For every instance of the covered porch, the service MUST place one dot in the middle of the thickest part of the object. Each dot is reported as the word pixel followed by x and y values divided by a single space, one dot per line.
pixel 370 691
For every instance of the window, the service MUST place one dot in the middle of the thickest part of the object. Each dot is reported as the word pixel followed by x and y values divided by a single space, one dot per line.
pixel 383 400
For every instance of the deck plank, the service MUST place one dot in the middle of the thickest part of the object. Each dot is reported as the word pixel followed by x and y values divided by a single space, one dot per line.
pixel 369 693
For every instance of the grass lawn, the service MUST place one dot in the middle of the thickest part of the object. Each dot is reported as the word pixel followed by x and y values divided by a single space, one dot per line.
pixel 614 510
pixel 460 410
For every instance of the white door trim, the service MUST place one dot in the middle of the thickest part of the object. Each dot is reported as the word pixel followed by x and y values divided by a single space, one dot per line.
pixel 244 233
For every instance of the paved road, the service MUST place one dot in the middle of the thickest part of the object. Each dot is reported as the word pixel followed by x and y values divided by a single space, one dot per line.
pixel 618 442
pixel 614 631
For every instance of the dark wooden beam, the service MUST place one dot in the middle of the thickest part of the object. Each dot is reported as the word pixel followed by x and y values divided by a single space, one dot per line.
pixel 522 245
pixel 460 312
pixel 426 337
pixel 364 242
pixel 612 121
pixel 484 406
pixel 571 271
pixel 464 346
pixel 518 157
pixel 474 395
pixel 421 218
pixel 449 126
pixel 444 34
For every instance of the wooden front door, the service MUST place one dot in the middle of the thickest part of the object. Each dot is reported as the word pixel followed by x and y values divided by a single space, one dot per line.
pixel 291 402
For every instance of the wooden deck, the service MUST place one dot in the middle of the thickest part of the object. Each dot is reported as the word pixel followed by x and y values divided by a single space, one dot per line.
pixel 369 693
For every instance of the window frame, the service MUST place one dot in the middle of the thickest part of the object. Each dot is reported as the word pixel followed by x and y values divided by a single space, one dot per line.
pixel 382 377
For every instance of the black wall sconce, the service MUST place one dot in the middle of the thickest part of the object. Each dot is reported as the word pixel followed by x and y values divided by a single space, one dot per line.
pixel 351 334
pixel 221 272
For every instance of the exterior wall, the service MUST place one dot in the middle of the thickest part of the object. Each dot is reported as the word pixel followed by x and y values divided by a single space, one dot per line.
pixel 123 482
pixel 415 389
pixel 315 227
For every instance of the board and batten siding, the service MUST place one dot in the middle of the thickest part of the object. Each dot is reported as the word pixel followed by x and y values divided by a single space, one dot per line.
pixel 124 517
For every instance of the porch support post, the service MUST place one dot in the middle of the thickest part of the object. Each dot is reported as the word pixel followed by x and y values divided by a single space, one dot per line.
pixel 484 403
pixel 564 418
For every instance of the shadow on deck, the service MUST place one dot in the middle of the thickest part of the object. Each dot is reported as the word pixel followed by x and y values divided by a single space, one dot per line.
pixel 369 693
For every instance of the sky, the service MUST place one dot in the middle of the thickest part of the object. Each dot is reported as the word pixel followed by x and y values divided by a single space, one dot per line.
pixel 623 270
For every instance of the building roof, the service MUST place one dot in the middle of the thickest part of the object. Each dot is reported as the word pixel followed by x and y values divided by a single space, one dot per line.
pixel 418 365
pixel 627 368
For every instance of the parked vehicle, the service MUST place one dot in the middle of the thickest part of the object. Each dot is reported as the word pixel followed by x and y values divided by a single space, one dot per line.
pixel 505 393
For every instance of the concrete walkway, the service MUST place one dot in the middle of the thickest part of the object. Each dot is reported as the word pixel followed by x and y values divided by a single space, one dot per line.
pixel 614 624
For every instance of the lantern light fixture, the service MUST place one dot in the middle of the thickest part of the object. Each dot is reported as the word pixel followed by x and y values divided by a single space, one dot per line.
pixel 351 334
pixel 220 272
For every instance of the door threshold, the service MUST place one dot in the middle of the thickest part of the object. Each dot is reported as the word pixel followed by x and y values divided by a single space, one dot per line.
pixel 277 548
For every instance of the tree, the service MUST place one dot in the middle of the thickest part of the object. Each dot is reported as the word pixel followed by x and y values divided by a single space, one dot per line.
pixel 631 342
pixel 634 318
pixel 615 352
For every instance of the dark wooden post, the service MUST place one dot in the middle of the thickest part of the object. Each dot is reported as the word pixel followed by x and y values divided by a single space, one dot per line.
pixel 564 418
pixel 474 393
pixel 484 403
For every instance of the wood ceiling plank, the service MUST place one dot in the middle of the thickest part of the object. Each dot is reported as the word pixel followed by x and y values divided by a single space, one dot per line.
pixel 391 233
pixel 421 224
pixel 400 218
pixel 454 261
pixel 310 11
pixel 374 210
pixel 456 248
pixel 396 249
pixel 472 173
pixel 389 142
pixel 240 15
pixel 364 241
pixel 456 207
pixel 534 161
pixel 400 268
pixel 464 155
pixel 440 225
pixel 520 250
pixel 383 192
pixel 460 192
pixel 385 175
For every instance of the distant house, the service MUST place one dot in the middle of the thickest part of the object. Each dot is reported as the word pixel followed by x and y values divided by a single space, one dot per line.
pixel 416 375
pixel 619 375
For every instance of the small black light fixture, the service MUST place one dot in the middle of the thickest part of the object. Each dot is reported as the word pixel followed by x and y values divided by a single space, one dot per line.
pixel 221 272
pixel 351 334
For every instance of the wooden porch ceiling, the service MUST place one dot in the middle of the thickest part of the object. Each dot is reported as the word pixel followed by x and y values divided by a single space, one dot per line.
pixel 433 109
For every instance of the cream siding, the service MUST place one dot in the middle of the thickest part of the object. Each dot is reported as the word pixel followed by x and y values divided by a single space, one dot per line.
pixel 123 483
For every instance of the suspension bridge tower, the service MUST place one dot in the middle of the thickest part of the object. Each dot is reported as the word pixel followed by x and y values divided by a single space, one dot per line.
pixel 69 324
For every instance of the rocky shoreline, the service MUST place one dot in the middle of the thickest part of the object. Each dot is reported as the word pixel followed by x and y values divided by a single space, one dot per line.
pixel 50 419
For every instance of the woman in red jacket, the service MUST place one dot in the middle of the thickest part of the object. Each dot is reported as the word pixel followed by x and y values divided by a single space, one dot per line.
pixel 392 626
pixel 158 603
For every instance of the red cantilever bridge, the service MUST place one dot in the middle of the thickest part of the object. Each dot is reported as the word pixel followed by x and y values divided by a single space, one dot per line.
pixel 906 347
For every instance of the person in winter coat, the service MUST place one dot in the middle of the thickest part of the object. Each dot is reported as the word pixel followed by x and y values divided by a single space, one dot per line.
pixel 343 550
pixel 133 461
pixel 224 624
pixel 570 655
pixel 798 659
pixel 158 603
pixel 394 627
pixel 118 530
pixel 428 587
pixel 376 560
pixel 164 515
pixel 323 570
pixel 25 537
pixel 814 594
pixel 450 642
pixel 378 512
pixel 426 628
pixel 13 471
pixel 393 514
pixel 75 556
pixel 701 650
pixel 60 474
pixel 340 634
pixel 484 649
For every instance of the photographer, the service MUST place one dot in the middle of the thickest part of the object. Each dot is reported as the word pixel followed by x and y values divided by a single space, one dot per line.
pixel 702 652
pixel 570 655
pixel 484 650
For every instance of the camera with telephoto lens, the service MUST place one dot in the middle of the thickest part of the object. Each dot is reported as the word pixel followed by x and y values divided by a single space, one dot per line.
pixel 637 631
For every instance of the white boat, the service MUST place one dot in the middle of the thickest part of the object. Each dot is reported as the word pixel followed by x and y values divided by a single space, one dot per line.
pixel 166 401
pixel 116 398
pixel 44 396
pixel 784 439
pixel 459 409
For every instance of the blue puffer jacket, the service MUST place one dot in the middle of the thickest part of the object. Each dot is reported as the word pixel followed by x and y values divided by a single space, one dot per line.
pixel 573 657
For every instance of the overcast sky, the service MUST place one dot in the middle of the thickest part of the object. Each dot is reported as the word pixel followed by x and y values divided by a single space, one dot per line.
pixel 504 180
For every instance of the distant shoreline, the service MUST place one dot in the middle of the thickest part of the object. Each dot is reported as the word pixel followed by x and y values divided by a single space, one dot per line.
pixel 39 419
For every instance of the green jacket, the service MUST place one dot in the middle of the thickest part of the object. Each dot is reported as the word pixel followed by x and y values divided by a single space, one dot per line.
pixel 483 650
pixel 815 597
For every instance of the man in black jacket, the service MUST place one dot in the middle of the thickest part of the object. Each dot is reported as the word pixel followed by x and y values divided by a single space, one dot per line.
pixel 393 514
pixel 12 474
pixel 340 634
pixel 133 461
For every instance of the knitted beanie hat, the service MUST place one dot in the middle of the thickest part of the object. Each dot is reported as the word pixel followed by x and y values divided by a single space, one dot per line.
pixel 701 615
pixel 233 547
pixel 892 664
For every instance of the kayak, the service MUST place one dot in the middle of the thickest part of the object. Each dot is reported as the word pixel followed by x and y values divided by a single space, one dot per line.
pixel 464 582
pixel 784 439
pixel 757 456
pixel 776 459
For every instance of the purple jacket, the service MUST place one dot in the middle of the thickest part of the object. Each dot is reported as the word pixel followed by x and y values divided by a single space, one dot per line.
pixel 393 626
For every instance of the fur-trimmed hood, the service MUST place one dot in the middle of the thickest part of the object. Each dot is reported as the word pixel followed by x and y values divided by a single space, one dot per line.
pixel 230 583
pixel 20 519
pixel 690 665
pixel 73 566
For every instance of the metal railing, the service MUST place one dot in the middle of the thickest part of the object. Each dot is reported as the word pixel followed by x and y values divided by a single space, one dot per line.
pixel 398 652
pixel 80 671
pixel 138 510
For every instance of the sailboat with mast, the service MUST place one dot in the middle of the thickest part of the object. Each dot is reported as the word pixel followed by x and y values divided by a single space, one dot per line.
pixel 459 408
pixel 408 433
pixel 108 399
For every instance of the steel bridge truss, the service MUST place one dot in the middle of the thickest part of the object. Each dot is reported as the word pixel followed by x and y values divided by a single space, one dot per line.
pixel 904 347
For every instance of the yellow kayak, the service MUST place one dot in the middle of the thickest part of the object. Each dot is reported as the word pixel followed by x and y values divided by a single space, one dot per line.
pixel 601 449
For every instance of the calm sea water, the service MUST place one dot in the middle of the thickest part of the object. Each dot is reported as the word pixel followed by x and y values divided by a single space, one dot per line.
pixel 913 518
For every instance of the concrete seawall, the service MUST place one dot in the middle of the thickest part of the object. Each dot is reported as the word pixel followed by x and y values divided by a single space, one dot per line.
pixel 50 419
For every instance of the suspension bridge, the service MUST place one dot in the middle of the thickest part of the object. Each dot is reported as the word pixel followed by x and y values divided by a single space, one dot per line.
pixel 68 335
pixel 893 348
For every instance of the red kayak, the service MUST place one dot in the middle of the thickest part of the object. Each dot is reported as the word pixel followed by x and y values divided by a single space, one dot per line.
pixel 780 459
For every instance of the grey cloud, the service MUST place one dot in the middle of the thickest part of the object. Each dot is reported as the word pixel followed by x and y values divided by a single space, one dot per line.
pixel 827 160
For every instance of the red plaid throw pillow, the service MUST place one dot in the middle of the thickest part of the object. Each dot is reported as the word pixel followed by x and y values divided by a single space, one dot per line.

::::::::

**INSTRUCTIONS FOR THE TASK**: Copy the records above word for word, beginning with the line that contains "For every instance of the overcast" and continuing through the line that contains "pixel 39 419", with both of those lines included.

**OUTPUT**:
For every instance of the overcast sky, the service MUST place one dot in the middle of the thickest part of the object. Each dot is reported as the word pixel followed by x and y values divided by a single space, one dot per line.
pixel 504 180
For every instance of the distant shoreline, the service MUST place one dot in the middle of the thickest part of the object. Each dot is reported as the word pixel followed by x and y values divided by a single space, one dot per line.
pixel 39 419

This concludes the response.